Work instructions:
Starting with the line that contains "Target: distant boat on water", copy every line through the end of the data below, exactly and with nothing added.

+ + + + +

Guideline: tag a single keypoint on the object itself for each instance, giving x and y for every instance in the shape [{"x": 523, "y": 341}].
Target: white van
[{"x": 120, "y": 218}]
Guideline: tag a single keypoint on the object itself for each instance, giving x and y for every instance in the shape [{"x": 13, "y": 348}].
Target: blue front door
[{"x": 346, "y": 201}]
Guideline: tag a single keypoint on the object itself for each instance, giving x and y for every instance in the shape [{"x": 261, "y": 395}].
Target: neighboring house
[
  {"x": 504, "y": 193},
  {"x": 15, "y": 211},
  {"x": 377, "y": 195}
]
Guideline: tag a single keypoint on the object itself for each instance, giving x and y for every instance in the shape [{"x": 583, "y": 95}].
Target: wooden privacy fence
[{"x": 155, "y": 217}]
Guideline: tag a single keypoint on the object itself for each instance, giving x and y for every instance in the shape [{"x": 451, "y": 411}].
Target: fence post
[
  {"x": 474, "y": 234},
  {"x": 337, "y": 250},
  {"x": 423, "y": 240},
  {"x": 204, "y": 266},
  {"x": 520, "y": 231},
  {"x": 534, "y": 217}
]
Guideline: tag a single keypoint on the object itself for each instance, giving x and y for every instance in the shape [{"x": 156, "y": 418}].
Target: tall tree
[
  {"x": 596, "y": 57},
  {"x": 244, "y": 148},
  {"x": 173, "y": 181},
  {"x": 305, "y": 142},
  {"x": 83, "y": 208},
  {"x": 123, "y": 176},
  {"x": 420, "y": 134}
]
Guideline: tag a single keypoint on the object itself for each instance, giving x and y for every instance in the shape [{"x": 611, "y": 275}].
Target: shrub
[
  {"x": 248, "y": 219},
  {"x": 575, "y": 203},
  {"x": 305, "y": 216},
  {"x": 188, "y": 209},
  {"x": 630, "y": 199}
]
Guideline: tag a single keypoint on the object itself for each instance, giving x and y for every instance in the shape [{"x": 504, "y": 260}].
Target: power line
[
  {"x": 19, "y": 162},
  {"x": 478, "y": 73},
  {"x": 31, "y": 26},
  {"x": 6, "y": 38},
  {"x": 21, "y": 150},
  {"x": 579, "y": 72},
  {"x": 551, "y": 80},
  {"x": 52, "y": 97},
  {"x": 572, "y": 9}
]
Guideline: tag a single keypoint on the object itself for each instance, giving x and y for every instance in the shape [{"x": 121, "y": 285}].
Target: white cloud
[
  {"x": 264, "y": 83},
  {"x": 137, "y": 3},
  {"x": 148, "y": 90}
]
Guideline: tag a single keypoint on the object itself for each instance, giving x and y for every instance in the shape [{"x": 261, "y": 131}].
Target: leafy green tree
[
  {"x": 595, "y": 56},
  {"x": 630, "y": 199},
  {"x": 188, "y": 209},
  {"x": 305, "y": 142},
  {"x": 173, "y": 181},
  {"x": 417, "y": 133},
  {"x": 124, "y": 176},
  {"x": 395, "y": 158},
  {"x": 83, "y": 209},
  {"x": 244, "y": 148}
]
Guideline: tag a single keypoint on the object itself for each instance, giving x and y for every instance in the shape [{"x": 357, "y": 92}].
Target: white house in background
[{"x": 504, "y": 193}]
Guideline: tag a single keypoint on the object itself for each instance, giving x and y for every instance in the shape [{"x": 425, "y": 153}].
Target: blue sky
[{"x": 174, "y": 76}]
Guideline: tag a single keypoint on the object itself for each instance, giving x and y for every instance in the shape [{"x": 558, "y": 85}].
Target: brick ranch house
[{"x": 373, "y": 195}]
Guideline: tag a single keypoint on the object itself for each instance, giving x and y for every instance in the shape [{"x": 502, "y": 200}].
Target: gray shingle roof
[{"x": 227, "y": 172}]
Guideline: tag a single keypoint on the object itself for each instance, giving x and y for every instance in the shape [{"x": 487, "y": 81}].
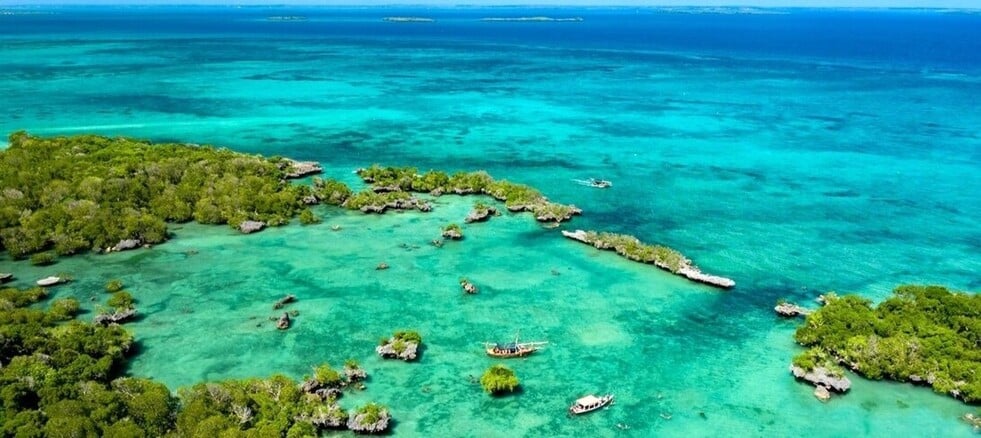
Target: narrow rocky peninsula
[
  {"x": 516, "y": 197},
  {"x": 661, "y": 256}
]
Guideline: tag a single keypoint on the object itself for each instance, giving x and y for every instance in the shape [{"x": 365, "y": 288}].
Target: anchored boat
[
  {"x": 512, "y": 349},
  {"x": 593, "y": 182},
  {"x": 590, "y": 403}
]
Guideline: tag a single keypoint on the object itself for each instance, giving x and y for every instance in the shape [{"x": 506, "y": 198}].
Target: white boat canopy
[{"x": 588, "y": 400}]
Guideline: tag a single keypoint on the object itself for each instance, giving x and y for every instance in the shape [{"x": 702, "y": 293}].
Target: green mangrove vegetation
[
  {"x": 86, "y": 192},
  {"x": 499, "y": 379},
  {"x": 42, "y": 259},
  {"x": 922, "y": 334},
  {"x": 403, "y": 344},
  {"x": 114, "y": 285},
  {"x": 516, "y": 197},
  {"x": 61, "y": 377}
]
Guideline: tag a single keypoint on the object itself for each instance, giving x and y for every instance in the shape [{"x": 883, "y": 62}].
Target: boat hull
[
  {"x": 508, "y": 355},
  {"x": 580, "y": 410}
]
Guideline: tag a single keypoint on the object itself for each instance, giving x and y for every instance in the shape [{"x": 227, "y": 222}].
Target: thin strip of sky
[{"x": 972, "y": 4}]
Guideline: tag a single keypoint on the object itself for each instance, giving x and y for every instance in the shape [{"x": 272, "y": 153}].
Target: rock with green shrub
[
  {"x": 921, "y": 334},
  {"x": 402, "y": 345},
  {"x": 371, "y": 418},
  {"x": 42, "y": 259},
  {"x": 499, "y": 379},
  {"x": 453, "y": 232}
]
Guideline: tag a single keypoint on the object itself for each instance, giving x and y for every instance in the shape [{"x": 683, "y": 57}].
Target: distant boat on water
[
  {"x": 590, "y": 403},
  {"x": 512, "y": 349},
  {"x": 593, "y": 182}
]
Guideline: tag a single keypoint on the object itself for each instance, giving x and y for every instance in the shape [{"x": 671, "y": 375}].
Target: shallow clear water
[{"x": 782, "y": 158}]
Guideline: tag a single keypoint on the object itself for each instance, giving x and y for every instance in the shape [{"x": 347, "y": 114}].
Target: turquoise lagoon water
[{"x": 795, "y": 153}]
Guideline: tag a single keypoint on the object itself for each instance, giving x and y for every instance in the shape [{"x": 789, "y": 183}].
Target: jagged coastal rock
[
  {"x": 322, "y": 390},
  {"x": 822, "y": 393},
  {"x": 283, "y": 322},
  {"x": 118, "y": 317},
  {"x": 370, "y": 422},
  {"x": 389, "y": 350},
  {"x": 516, "y": 197},
  {"x": 790, "y": 310},
  {"x": 398, "y": 204},
  {"x": 662, "y": 257},
  {"x": 453, "y": 232},
  {"x": 403, "y": 345},
  {"x": 480, "y": 213},
  {"x": 299, "y": 169},
  {"x": 821, "y": 376},
  {"x": 50, "y": 281},
  {"x": 467, "y": 286},
  {"x": 284, "y": 301},
  {"x": 326, "y": 416},
  {"x": 248, "y": 227},
  {"x": 127, "y": 244},
  {"x": 354, "y": 373}
]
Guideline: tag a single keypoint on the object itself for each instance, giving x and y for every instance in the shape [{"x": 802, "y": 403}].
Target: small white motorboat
[{"x": 590, "y": 403}]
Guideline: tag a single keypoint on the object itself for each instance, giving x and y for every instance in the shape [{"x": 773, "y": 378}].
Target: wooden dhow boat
[
  {"x": 512, "y": 349},
  {"x": 590, "y": 403}
]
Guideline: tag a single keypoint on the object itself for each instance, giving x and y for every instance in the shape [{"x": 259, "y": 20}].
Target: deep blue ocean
[{"x": 797, "y": 151}]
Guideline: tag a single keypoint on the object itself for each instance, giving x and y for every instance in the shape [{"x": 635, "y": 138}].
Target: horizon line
[{"x": 502, "y": 5}]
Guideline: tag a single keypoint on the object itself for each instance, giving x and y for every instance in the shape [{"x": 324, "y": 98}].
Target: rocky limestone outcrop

+ + + + +

Reply:
Target: distant boat on water
[
  {"x": 590, "y": 403},
  {"x": 512, "y": 349},
  {"x": 593, "y": 182}
]
Guideline: tag a single keypoint on the object itself for each instance, giving x and y for every instance in the shape [{"x": 671, "y": 375}].
Target: shallow clear water
[{"x": 782, "y": 158}]
Guideline: tag a single keypoint on the object itself for each instance, giving x and y for every instance in the shape [{"x": 347, "y": 114}].
Target: turquoise lagoon water
[{"x": 795, "y": 153}]
Guideline: tag a single keypoint on the object itself for each instance, giving x and y for every instance in the shape [{"x": 789, "y": 183}].
Target: jagged coastal rock
[
  {"x": 322, "y": 390},
  {"x": 822, "y": 393},
  {"x": 283, "y": 322},
  {"x": 118, "y": 317},
  {"x": 370, "y": 422},
  {"x": 389, "y": 350},
  {"x": 516, "y": 197},
  {"x": 790, "y": 310},
  {"x": 398, "y": 204},
  {"x": 662, "y": 257},
  {"x": 453, "y": 232},
  {"x": 403, "y": 345},
  {"x": 480, "y": 213},
  {"x": 299, "y": 169},
  {"x": 821, "y": 376},
  {"x": 50, "y": 281},
  {"x": 467, "y": 286},
  {"x": 284, "y": 301},
  {"x": 326, "y": 416},
  {"x": 248, "y": 227},
  {"x": 127, "y": 244},
  {"x": 354, "y": 373}
]
Guideline: tag a single keypoint on the object itself for each instance, giving x and y for every instance in the shape [{"x": 802, "y": 403}].
Target: small white motorboat
[{"x": 590, "y": 403}]
Guideline: tag a single keypoint on the object itself for each instance, giving x and y for every instance in the shape [{"x": 773, "y": 378}].
Target: wooden dhow boat
[
  {"x": 512, "y": 349},
  {"x": 590, "y": 403}
]
Guideline: tag a single keypoint on the object itself for each instance, giving x and y for every instance in the shape [{"x": 259, "y": 20}].
Target: deep blue ocean
[{"x": 797, "y": 151}]
Guideline: tag a single keypoint on the object itself for each instance, giving x and y for every instance in the shape [{"x": 635, "y": 138}].
Target: horizon line
[{"x": 502, "y": 5}]
Guideline: tag a single keypoint on the object itself for each instance, giving x and y for every instance in the shape [{"x": 324, "y": 98}].
Target: rocky limestone outcrop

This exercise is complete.